# SOURCE MATERIAL
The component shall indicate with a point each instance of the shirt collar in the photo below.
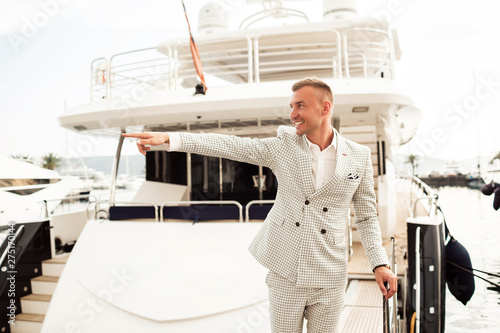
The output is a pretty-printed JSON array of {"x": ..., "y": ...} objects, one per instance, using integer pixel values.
[{"x": 333, "y": 143}]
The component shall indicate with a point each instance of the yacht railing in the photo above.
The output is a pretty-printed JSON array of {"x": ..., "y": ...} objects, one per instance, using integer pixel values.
[
  {"x": 11, "y": 243},
  {"x": 424, "y": 193},
  {"x": 368, "y": 53},
  {"x": 355, "y": 52}
]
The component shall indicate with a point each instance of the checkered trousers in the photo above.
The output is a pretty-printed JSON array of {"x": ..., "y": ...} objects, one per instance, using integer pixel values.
[{"x": 290, "y": 304}]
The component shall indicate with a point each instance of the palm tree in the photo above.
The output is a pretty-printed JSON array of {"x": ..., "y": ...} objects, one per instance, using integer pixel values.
[
  {"x": 413, "y": 160},
  {"x": 51, "y": 161},
  {"x": 23, "y": 158}
]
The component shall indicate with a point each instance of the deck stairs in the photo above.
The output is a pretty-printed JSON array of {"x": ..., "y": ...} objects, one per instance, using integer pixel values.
[{"x": 35, "y": 305}]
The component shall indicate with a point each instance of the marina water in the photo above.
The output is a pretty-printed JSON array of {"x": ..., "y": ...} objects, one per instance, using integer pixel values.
[{"x": 474, "y": 223}]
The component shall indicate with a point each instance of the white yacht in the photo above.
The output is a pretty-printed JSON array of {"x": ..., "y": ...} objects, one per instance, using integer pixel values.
[
  {"x": 175, "y": 258},
  {"x": 28, "y": 191}
]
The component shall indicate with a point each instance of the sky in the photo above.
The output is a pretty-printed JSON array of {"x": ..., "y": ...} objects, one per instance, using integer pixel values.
[{"x": 449, "y": 66}]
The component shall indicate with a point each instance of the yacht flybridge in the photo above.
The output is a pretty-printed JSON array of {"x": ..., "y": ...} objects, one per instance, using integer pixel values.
[{"x": 175, "y": 259}]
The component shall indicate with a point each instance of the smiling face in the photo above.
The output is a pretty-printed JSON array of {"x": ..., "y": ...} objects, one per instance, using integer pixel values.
[{"x": 310, "y": 112}]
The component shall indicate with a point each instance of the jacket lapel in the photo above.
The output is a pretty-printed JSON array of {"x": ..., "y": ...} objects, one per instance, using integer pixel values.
[{"x": 305, "y": 165}]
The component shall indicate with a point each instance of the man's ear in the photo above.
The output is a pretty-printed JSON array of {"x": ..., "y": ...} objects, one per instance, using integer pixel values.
[{"x": 326, "y": 106}]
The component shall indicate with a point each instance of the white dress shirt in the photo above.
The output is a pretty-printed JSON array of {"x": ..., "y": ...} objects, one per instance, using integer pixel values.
[{"x": 323, "y": 161}]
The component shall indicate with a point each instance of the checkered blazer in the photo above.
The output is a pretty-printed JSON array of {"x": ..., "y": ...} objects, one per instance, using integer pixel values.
[{"x": 303, "y": 236}]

# WORK REQUIRED
Return all lines from the data above with "checkered" in them.

# FINAL ANSWER
The component shall indicate with a point each instance of the checkered trousers in the photo above.
The component shall indicate with a point each instance of the checkered blazer in the photo above.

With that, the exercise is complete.